- Do this
Reproduce the following records exactly from the line containing "If you could point out the mixed" onward, ending with the last line and including it.

:: Records provided

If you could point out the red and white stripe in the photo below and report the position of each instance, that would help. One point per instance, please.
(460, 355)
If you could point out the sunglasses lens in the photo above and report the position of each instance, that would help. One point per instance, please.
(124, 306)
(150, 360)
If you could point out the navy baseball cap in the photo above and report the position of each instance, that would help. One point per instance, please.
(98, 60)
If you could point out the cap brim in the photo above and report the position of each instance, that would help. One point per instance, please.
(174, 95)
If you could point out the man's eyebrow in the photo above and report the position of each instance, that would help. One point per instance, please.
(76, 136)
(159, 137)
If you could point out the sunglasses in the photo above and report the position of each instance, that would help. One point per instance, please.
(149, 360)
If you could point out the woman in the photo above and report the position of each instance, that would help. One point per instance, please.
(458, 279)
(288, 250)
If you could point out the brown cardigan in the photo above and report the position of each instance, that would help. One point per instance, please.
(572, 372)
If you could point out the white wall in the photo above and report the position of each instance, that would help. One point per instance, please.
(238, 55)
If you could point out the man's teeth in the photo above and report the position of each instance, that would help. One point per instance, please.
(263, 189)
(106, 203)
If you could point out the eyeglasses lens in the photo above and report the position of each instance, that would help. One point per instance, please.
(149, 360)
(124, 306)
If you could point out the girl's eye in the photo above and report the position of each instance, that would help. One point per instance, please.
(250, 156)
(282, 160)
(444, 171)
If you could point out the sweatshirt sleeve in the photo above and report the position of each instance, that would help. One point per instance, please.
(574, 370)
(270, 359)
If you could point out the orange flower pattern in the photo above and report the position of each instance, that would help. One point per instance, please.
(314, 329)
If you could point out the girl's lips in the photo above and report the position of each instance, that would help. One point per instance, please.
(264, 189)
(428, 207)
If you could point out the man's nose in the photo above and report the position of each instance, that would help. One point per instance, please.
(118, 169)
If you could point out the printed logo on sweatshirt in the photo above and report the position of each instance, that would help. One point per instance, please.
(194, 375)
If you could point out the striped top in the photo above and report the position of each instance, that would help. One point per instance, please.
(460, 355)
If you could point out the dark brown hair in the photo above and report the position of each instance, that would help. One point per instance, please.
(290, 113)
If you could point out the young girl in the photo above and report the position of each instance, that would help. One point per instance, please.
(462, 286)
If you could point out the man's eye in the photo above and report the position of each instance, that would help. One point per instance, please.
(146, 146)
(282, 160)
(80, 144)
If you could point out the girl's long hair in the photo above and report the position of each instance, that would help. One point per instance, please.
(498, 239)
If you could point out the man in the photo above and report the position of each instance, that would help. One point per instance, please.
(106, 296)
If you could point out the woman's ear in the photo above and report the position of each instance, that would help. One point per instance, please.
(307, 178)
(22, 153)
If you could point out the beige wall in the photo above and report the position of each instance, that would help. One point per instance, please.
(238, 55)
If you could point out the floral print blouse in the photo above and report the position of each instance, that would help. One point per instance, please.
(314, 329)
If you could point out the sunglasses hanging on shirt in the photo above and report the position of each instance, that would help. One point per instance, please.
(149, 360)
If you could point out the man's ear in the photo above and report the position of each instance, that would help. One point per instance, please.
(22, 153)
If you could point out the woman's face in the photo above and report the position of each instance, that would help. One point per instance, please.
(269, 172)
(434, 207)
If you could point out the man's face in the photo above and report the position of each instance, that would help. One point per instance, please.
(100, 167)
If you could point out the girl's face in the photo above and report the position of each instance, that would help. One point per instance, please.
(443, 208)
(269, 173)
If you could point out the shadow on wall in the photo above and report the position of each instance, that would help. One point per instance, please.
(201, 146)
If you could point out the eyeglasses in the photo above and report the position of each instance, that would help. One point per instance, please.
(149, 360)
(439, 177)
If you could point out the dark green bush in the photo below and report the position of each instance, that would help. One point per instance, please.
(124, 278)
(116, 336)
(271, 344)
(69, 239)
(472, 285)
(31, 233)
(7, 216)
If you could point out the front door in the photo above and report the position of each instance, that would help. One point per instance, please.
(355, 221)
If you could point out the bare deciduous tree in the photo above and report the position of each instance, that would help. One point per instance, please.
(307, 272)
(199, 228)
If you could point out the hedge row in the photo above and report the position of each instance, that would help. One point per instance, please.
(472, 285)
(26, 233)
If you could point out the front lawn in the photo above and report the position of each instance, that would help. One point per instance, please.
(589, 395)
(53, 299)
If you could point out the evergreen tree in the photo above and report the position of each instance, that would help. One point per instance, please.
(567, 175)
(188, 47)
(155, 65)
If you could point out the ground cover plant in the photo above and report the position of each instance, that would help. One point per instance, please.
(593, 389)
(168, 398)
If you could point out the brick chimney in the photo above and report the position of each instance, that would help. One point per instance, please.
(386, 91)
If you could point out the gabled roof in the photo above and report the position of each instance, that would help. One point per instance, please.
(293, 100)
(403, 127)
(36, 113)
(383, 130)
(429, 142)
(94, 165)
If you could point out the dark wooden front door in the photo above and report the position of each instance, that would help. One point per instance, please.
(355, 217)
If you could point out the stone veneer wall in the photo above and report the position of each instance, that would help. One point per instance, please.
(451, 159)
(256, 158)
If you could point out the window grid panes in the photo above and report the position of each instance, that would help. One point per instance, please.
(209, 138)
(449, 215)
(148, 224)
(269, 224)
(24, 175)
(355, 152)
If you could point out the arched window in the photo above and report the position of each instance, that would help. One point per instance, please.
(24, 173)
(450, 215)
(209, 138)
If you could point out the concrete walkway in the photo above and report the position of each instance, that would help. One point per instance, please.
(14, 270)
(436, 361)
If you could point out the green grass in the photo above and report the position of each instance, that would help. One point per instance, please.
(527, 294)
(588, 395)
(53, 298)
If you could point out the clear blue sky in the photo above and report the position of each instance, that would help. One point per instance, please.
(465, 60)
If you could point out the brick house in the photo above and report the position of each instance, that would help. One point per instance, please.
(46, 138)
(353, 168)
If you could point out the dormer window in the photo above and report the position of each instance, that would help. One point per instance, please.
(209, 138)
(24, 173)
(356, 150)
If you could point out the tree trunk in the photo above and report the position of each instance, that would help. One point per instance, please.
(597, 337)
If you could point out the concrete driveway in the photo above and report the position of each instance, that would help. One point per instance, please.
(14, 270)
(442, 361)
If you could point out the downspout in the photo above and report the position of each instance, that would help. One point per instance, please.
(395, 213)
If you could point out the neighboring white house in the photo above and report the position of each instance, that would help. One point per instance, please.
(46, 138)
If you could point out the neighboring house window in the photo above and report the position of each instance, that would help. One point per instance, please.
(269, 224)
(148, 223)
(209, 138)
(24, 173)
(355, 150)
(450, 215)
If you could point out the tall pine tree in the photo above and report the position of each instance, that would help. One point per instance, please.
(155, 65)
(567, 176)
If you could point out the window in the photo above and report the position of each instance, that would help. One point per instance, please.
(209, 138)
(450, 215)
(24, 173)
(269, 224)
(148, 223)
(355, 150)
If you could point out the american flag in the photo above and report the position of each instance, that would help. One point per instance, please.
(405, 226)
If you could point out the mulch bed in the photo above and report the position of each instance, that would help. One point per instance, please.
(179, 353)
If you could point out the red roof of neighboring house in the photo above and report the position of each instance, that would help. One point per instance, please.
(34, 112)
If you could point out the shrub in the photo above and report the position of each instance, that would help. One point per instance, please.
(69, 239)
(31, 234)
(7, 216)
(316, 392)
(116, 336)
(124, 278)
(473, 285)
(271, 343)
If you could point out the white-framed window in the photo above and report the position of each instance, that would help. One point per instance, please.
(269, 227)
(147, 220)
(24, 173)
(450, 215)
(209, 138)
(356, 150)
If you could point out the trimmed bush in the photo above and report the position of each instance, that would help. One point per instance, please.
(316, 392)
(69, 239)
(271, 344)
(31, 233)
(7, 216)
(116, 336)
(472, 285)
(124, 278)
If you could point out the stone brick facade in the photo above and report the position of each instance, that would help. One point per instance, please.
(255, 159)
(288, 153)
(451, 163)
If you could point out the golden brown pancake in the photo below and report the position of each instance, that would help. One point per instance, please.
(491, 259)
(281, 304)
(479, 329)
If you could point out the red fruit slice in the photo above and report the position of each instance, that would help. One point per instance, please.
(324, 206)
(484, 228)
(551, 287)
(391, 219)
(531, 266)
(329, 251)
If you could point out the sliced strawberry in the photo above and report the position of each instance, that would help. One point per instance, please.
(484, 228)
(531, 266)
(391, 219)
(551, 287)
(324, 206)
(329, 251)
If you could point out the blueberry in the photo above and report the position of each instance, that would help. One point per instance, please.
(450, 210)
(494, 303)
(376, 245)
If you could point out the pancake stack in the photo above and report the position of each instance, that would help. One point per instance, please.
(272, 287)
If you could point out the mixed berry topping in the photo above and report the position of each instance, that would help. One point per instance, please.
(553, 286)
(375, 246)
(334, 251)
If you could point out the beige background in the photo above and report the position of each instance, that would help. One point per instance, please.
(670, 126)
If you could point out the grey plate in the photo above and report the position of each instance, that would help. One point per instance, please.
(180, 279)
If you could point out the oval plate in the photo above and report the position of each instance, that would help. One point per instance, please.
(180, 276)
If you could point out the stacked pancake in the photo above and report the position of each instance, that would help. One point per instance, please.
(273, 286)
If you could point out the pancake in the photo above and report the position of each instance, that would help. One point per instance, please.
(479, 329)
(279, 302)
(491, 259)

::::

- Result for this task
If you could point out the mixed berry topping in the photo above and report the position of each instance, that would help. One point per instance, please.
(553, 286)
(375, 246)
(334, 251)
If you could point out the beige background in the photo above and report the position of each instance, that would help. One point per instance, please.
(670, 126)
If you could point out the grey plate in the photo above and report the position of each instance, that would help. One point per instance, please.
(180, 279)
If you could point out the oval plate in the photo above and report the position of each instance, that would help. One point per instance, please.
(180, 276)
If you could point out the stacked pancake in the photo above and report the position of each instance, that would help. One point per instance, please.
(273, 286)
If you could point out the pancake in the photo above and report the position of each instance, that would help. One point per instance, please.
(479, 329)
(279, 302)
(491, 259)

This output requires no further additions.